Data records:
· · · · ·

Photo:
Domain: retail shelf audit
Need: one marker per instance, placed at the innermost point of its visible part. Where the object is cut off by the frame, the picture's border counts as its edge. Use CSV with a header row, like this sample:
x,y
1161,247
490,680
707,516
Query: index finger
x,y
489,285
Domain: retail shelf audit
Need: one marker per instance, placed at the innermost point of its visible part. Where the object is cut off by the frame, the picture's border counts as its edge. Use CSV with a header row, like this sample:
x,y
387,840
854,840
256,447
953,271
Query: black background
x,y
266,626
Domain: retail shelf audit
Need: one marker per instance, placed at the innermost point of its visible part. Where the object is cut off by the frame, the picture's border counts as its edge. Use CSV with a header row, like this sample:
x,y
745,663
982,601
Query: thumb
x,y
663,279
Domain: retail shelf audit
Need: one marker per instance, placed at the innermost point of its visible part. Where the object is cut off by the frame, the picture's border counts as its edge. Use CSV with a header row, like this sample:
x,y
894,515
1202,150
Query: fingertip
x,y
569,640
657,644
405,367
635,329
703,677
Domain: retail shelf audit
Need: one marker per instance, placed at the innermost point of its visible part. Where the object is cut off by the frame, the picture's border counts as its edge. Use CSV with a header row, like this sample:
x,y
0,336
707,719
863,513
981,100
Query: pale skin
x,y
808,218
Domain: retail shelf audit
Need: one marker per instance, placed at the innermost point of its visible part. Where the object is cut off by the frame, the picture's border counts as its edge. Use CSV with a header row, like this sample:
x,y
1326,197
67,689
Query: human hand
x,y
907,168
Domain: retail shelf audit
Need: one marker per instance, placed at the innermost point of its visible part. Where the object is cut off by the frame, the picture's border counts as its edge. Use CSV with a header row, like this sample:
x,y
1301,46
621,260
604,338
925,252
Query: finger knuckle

· · · · ·

Task prompt ::
Which lines in the data above contain the string "Query"? Locate and copy every one of them in full, counting only matches with the same uppercase and lowercase letters.

Task response ::
Query: index finger
Query: black background
Query: thumb
Query: fingertip
Query: pale skin
Query: human hand
Query: finger knuckle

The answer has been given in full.